▶ [Exercise requirements]
A. Answer these questions about the passage on January car registrations.
(i) How many registrations did the refreshed BYD Tang PHEV score?
(ii) At what position in the table did GAC's Aion Y finish?
(iii) How many NIO ES6 SUVs were registered in January?
B. Write what comes next in the passage on January car registrations, picking up after its final sentence.

─── Given passage

BYD also has two models in ramp-up mode, with the #6 Dolphin scoring 10,602 registrations, so it shouldn’t be long for the smallest of the BYD lineup to reach its midsize siblings’ sales levels. At the other tip of the BYD lineup, the refreshed BYD Tang PHEV scored another best ever performance, 8,947 registrations, contributing to the Shenzhen automaker having seven models in the top 20.
Finally, GAC’s Aion Y compact MPV also had a record score, 6,415 registrations, allowing it to be#18 in the table and giving hope to those who believe that MPVs will one day rise again and the end SUV fever…
Outside the top 20, a mention goes out to the 5,247 NIO ES6 SUVs registered in January. We also celebrate the landing of the BYD Yuan Plus, the crossover sibling of the Dolphin, which had 2,000 registrations in January — no doubt a good start for BYD’s new baby. Much is expected from the compact crossover, and not only domestically. It seems 20,000 units/month is a strong possibility domestically. In overseas markets, BYD is betting heavily on both the Dolphin and the Yuan Plus to become BYD’s own ID.3/ID.4 dynamic duo in markets like Australia or Norway.

──────
─── Entries supplied

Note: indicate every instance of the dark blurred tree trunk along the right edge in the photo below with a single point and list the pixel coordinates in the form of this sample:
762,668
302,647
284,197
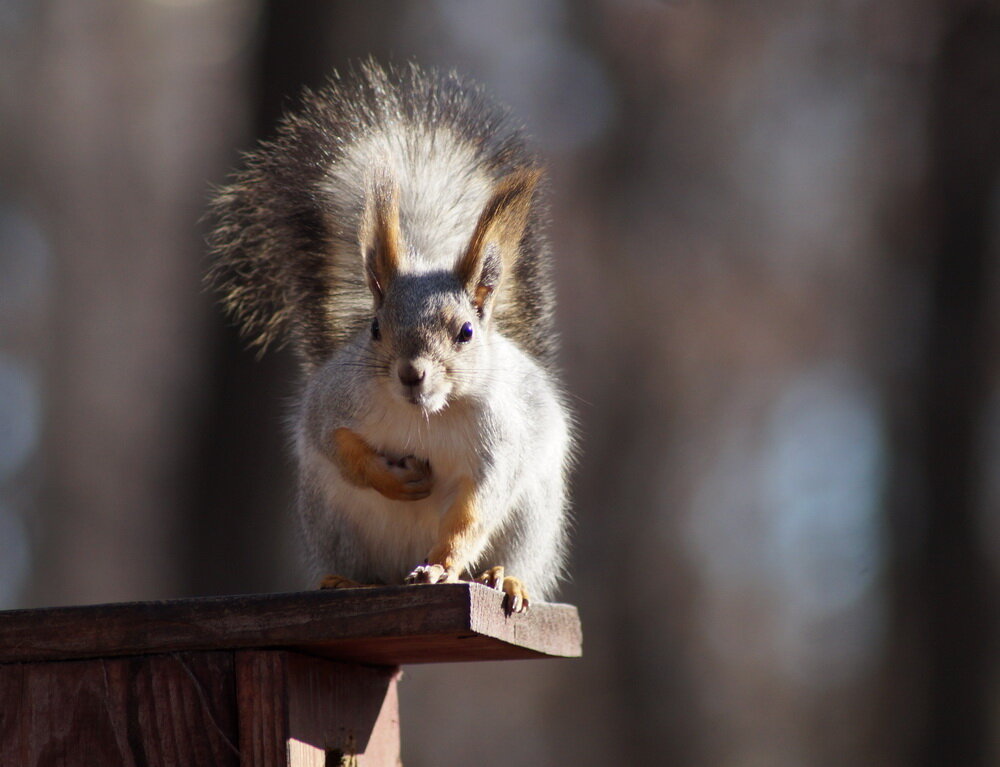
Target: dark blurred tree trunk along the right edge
945,595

──────

▶ [Answers for this exercise]
A.
(i) 8,947
(ii) #18
(iii) 5,247

B.
Looking at the manufacturer ranking, things started this year how they ended the previous, with BYD hovering above everyone else with an amazing 24.9% share. It was followed by a distant SGMW in 2nd with 8.5% share, while the 3rd spot is still pretty much open, with the following results in January: Chery (5.3%), Tesla (5.2%), SAIC (4.5%), and GAC (4.3%). Expect Tesla to jump ahead thanks to an expected end-of-quarter peak in March.
Looking at the OEM level, things closely mirror the brand ranking. BYD is comfortable in #1, with 24.9% share, followed by SAIC (13%), then Chery (5.4%). Those three are followed closely by Tesla (5.2%) and Geely–Volvo (5%). The latter is finally recovering its status as a leading Chinese OEM, which means that Tesla might have to compete against it (and its 123 brands) in order to keep the bronze medal it earned last year.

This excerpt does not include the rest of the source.